[LISTED RECORDS]

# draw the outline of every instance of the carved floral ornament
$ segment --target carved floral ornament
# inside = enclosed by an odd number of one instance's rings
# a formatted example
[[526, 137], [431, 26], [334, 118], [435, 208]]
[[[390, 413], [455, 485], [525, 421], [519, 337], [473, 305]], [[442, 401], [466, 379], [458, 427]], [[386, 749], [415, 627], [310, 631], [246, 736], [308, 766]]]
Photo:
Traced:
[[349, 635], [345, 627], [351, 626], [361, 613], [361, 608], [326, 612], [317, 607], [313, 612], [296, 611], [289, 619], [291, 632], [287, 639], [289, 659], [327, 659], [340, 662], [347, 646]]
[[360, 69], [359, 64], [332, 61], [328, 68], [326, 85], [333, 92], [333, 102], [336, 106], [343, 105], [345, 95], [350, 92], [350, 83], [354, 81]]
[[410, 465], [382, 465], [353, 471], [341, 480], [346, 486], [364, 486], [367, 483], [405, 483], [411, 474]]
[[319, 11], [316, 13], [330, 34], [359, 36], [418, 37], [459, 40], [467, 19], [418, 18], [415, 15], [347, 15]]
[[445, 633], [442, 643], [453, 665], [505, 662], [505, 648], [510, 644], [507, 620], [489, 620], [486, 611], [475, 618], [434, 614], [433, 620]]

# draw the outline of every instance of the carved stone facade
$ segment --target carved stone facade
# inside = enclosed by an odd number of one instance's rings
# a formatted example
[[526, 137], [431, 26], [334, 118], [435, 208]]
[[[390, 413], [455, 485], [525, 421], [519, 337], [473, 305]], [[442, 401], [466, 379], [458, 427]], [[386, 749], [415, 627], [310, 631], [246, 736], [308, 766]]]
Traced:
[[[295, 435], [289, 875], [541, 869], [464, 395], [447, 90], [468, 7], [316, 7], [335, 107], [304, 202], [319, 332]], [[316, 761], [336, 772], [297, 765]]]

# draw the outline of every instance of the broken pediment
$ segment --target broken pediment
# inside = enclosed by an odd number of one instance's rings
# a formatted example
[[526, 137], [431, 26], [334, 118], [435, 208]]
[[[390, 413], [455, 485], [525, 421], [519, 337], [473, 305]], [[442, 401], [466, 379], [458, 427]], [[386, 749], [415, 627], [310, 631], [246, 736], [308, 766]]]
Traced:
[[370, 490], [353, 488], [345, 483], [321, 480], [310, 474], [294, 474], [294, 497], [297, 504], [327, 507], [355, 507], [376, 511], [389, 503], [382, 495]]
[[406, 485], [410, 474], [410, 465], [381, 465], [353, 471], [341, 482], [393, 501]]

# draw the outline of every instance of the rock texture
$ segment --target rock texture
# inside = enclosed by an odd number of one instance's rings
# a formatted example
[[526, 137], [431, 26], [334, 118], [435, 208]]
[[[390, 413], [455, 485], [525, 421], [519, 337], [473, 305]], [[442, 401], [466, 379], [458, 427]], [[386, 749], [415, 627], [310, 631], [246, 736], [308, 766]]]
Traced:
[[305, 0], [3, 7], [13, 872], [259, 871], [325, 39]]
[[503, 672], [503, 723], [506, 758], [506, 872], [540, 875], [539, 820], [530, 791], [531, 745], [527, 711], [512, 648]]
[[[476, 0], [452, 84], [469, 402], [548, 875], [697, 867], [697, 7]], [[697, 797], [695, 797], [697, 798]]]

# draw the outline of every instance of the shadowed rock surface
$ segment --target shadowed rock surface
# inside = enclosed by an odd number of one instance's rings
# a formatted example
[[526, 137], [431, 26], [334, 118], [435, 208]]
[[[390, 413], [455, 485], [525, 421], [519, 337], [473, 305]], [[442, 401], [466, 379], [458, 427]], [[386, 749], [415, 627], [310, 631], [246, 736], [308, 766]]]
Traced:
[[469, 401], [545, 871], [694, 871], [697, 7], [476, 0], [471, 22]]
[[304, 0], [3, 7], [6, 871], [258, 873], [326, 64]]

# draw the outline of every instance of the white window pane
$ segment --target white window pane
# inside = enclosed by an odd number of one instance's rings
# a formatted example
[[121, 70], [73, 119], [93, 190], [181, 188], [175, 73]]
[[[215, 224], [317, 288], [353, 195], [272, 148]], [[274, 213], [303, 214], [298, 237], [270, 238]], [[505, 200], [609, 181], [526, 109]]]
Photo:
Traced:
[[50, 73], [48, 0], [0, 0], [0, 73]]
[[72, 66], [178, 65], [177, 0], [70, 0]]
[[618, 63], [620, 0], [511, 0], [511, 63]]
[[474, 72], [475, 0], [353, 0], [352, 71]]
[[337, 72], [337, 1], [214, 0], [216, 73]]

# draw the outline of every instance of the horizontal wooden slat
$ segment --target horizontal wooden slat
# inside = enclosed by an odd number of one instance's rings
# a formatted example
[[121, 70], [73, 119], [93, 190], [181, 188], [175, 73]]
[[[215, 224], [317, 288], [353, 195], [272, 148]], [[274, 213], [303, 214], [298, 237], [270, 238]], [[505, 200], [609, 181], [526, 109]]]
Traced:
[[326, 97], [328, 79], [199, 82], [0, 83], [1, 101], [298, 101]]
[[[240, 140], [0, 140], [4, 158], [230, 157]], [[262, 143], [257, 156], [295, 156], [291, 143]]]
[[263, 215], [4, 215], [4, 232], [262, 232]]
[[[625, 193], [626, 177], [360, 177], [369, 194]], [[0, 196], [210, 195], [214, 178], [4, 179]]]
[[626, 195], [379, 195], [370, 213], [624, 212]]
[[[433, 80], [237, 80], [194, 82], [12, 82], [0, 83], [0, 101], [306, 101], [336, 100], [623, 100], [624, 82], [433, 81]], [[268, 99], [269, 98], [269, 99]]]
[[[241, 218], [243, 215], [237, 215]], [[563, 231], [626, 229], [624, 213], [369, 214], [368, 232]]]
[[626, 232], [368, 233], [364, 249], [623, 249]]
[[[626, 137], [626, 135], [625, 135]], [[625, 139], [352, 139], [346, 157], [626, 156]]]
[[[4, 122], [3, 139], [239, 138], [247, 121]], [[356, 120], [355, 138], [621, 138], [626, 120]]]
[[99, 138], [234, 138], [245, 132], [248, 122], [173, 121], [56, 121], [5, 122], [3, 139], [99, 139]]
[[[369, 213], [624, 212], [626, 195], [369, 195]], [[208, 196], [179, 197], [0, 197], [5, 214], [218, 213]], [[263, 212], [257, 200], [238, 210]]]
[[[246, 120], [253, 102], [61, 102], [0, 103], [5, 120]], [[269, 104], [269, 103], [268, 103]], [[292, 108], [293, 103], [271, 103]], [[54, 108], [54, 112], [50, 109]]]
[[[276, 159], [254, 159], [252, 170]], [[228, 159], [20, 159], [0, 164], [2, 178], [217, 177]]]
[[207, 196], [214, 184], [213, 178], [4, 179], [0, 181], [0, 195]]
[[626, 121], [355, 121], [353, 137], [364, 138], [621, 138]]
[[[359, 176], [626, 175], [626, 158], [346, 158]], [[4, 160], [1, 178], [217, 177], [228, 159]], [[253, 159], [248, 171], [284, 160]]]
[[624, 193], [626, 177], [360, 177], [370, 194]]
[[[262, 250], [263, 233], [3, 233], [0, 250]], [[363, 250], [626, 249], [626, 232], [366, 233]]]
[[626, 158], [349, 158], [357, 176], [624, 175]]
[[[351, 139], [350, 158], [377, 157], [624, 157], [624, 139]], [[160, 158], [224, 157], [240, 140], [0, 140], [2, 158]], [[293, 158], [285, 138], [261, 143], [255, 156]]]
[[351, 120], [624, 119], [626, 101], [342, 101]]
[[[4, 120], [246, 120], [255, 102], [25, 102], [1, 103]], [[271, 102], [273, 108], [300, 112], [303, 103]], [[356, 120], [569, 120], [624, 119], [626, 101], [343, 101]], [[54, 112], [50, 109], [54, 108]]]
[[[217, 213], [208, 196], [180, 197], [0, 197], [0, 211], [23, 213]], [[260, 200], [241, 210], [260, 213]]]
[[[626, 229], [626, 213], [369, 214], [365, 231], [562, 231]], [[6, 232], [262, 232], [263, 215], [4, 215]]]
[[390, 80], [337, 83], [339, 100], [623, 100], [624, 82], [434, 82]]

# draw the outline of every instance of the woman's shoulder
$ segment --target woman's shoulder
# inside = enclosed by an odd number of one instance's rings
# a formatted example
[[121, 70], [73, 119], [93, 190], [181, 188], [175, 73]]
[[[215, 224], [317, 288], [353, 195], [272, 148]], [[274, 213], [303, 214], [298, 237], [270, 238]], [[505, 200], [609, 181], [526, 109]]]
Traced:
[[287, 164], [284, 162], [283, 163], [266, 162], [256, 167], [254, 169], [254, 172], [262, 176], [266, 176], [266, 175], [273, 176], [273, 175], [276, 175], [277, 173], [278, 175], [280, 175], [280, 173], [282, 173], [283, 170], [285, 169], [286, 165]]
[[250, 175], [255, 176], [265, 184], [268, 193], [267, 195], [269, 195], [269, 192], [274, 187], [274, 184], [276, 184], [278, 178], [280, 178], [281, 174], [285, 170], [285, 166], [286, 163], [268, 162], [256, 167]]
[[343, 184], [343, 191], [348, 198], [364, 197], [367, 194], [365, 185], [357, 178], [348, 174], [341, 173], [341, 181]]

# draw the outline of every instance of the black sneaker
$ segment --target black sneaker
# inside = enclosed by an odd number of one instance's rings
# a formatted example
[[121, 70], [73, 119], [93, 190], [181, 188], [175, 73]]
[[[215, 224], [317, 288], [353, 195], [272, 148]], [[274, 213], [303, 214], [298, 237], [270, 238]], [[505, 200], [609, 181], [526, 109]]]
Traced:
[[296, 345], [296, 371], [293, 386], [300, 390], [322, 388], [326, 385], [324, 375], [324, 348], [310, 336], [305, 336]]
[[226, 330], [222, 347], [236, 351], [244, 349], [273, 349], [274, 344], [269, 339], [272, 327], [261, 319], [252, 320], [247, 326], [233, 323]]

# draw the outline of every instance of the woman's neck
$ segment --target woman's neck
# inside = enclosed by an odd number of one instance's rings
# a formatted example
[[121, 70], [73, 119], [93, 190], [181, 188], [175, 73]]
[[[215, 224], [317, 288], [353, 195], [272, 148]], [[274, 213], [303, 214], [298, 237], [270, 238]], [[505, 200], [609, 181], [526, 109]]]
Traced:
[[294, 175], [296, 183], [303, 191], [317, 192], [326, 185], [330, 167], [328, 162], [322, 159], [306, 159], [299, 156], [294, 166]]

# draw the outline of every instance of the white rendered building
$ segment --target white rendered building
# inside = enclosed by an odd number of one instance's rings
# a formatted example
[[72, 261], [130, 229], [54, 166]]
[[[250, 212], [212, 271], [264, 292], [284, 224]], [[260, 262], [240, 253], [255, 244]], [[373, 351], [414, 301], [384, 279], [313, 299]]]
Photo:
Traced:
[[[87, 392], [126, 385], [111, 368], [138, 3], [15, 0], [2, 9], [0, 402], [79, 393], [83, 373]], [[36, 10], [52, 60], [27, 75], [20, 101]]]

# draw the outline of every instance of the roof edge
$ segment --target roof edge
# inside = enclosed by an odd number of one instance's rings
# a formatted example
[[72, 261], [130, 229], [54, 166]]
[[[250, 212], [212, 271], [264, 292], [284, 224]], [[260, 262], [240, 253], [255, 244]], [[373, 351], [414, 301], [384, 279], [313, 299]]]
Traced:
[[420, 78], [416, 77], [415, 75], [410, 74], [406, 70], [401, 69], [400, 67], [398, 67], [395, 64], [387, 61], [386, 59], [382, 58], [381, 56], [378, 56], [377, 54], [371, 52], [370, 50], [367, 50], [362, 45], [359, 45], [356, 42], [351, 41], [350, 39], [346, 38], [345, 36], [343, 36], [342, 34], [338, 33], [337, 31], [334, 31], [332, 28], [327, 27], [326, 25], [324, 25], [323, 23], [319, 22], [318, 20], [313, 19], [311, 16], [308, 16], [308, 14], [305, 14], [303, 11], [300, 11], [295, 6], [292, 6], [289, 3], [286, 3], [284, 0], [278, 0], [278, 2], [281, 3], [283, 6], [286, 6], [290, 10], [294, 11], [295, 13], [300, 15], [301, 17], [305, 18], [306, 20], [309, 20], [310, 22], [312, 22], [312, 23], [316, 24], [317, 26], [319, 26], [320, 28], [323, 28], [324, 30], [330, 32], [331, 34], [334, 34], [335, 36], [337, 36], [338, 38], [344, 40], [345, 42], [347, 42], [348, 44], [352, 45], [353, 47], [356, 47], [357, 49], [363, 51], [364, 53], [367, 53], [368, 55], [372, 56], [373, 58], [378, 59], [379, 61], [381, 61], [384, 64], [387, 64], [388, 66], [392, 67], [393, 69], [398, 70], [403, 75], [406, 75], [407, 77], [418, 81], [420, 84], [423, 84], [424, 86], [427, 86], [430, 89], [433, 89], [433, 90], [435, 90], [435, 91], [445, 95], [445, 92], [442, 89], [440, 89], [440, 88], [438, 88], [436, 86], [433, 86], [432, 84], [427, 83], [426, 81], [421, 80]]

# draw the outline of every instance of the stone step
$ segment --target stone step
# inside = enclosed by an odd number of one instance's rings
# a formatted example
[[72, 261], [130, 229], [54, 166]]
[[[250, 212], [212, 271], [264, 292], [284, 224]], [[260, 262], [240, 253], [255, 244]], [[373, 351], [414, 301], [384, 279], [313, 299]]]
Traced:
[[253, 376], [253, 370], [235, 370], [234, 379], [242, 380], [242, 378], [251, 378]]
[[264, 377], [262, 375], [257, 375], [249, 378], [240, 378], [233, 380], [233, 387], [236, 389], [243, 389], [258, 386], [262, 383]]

[/LISTED RECORDS]

● WORK ORDER: Copy each line from the entries above that has the word "pediment" in it.

● RESPONSE TO THE TASK:
# draw the outline of every instance of the broken pediment
$ segment --target broken pediment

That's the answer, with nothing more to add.